What the task asks. Your task is to copy every line of the entries that holds the word "sweater".

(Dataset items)

━━━━━━━━━━━━━━━━

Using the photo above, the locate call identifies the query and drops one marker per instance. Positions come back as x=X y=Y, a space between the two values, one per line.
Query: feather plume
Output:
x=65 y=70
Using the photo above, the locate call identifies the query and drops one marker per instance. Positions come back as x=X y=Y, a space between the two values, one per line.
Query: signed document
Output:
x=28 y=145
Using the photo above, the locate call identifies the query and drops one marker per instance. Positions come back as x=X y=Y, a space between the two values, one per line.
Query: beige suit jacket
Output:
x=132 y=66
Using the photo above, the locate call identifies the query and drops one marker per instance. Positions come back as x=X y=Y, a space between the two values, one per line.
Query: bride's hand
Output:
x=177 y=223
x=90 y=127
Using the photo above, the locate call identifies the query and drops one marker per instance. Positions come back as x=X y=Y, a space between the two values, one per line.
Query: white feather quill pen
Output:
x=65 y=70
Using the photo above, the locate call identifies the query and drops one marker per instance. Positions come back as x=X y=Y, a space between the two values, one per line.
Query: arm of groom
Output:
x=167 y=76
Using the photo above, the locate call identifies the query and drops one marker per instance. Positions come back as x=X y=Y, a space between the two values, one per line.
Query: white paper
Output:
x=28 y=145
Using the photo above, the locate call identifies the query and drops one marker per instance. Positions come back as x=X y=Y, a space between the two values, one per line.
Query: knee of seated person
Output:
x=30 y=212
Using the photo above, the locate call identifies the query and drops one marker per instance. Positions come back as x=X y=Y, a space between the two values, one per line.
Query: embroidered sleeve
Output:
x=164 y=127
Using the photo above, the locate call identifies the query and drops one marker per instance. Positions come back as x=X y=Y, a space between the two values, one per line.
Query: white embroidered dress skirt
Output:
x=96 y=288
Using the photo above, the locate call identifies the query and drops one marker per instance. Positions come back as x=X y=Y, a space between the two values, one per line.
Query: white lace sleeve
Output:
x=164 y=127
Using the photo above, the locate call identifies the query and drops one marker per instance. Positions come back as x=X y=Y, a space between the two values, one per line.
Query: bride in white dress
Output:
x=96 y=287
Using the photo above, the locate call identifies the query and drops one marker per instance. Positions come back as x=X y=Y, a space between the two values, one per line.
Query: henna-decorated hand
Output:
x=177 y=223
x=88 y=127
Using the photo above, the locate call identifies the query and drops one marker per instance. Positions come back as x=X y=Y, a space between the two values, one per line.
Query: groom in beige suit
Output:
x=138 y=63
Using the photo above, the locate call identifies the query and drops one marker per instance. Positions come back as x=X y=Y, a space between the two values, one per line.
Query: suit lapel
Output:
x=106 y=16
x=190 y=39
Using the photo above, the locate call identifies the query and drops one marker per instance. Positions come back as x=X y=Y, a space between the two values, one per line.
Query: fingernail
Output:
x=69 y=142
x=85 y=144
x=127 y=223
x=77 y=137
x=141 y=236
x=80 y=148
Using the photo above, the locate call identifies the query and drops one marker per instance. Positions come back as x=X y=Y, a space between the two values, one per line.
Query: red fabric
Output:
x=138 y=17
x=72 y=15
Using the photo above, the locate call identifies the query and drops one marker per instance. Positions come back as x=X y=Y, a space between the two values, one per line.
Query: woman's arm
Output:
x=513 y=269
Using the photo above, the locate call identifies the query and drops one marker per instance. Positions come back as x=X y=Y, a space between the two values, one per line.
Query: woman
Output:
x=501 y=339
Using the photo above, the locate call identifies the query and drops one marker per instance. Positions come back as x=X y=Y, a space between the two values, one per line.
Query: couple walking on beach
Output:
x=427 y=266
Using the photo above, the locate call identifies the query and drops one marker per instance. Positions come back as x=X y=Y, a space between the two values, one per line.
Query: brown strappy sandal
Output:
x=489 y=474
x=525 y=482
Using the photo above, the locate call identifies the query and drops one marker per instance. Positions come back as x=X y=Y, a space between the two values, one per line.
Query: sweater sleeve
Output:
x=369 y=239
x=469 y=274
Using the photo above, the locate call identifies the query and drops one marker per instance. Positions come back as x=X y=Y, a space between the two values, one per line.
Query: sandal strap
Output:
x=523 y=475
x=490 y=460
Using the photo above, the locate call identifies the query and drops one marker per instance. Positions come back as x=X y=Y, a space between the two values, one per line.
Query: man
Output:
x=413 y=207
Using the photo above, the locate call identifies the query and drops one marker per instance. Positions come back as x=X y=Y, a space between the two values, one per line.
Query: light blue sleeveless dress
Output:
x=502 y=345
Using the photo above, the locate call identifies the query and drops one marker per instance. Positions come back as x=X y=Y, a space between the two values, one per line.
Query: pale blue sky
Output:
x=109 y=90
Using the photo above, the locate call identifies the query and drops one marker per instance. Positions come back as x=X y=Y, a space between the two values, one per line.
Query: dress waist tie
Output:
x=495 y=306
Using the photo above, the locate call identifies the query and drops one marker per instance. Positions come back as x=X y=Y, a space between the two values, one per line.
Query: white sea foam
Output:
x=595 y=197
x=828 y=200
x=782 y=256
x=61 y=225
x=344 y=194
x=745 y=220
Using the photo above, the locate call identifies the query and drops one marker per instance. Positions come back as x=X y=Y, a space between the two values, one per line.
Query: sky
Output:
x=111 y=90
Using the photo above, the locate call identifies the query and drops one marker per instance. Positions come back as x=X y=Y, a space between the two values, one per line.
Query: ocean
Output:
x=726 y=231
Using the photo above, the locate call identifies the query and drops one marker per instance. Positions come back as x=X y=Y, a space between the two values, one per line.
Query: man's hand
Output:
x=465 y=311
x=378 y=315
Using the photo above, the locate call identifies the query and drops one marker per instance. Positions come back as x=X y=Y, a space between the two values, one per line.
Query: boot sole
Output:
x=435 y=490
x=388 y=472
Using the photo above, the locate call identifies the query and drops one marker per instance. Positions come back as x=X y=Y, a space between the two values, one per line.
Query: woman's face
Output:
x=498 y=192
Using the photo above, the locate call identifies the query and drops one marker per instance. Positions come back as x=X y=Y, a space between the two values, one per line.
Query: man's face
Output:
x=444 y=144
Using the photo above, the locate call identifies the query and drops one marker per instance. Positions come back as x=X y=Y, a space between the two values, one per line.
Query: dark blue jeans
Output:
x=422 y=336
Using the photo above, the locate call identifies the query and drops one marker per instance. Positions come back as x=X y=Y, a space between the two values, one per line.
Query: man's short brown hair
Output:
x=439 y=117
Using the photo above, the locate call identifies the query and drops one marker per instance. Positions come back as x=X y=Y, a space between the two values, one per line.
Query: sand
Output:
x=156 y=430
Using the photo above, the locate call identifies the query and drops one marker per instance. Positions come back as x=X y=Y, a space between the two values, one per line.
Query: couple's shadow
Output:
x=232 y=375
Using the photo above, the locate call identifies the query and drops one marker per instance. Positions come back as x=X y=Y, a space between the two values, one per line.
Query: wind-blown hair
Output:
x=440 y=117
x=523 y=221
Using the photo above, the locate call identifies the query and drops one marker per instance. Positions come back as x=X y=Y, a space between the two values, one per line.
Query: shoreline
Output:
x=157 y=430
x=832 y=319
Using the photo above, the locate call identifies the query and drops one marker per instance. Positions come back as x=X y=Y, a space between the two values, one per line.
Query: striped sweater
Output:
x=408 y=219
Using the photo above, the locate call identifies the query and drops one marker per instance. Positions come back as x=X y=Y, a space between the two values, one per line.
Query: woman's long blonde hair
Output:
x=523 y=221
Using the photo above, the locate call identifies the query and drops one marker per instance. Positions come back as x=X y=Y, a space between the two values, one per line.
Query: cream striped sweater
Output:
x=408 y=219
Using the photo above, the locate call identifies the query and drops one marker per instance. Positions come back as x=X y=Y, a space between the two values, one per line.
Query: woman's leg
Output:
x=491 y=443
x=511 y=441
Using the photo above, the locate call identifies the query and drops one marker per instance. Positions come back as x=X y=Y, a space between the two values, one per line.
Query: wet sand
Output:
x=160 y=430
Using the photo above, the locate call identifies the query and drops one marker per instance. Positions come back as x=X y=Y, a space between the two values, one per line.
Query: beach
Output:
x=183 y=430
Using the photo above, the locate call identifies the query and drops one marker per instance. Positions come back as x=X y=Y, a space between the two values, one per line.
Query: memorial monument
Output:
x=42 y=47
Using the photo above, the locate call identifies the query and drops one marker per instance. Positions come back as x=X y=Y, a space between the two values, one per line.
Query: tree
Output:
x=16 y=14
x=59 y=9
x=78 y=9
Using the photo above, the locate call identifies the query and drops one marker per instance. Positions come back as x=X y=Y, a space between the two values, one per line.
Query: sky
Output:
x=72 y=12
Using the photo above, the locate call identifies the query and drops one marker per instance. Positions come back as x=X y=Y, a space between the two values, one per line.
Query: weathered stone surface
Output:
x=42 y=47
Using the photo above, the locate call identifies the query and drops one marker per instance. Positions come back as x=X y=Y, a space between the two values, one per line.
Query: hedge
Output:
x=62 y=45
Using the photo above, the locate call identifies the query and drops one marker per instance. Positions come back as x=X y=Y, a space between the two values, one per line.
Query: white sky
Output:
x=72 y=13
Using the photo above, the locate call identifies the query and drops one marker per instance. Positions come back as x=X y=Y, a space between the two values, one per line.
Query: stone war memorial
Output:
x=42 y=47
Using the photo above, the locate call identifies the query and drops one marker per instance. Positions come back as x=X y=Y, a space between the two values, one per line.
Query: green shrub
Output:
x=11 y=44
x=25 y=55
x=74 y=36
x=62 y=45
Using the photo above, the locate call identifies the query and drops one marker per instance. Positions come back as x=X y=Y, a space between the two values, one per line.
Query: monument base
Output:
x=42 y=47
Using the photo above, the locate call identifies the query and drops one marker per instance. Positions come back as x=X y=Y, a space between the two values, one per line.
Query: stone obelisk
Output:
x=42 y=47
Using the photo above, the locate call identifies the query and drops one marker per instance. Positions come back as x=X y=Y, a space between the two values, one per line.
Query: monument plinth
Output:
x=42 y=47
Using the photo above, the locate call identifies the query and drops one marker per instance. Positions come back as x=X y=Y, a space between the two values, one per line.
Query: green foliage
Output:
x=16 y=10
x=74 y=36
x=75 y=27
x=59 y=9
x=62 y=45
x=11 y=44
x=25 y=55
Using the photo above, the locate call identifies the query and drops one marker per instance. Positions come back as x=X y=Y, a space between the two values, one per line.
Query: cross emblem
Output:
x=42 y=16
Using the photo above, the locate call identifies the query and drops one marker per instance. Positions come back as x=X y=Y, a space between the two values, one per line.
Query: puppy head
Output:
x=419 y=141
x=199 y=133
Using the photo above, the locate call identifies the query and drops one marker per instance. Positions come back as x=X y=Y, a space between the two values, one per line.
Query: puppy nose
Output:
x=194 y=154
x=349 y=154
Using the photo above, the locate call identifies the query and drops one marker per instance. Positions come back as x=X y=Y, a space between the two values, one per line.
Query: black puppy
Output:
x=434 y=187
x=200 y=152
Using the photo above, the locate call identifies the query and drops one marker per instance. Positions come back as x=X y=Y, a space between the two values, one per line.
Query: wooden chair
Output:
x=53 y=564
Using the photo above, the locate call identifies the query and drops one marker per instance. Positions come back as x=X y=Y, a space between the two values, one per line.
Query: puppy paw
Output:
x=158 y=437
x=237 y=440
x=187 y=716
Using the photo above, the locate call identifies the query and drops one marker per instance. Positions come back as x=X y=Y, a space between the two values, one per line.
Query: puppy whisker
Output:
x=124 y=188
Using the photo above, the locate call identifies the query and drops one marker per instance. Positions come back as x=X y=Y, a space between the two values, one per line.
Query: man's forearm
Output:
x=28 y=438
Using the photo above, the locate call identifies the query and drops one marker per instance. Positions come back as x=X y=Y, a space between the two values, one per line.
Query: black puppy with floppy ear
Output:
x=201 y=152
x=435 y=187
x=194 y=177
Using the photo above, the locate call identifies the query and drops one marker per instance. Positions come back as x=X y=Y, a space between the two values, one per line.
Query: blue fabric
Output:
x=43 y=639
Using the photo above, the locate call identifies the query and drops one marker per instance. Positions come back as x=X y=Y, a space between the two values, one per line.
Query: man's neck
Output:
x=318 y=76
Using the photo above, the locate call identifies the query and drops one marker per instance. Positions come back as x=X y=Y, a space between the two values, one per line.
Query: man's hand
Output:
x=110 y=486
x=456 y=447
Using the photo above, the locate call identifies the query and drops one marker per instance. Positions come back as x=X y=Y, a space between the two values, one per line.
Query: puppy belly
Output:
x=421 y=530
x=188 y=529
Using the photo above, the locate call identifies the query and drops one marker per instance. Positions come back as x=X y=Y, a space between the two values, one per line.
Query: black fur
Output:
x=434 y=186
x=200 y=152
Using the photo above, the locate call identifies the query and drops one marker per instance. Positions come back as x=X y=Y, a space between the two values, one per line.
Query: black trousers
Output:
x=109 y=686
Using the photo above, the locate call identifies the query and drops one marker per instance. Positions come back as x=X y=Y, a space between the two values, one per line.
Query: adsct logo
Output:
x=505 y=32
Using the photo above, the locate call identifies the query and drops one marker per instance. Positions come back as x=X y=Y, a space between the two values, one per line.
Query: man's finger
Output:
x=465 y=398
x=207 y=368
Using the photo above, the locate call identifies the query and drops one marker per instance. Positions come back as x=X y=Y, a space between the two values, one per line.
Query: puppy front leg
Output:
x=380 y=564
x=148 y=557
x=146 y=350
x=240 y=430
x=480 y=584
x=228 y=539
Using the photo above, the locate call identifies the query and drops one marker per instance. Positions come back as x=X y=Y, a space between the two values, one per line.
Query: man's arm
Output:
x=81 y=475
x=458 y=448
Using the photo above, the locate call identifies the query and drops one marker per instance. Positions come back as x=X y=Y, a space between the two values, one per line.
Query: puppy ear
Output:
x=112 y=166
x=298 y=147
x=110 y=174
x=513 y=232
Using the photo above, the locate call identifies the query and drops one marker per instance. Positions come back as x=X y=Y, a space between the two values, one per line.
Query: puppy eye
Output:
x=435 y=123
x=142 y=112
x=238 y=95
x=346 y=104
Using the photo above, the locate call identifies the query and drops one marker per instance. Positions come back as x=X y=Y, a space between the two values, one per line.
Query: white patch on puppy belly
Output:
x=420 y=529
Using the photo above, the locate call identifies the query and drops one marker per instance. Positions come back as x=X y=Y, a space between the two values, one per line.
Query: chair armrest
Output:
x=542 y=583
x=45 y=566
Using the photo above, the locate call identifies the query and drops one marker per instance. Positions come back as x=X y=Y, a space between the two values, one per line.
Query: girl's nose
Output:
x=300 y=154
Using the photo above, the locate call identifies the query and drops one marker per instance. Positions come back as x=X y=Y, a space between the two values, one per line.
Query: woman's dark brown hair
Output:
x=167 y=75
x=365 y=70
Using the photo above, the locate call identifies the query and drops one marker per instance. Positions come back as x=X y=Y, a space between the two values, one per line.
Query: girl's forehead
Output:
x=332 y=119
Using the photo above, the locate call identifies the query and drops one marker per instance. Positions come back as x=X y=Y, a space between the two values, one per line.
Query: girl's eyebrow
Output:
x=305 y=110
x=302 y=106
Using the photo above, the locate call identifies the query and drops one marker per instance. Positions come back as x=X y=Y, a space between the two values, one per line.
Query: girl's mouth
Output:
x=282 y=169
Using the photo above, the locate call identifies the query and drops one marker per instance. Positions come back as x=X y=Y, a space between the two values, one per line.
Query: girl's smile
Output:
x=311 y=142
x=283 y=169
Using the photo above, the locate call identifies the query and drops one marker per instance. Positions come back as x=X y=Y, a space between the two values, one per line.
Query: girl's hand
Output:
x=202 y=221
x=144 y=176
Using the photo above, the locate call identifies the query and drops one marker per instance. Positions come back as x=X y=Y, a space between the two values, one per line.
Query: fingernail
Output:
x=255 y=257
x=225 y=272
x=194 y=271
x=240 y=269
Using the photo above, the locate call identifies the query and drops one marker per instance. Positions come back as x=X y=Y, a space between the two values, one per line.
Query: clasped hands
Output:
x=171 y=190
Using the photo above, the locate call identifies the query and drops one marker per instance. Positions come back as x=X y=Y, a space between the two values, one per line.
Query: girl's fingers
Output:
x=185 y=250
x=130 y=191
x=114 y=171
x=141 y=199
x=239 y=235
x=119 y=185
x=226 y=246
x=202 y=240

━━━━━━━━━━━━━━━━

Your response.
Query: sweater sleeve
Query: striped sweater
Query: cream striped sweater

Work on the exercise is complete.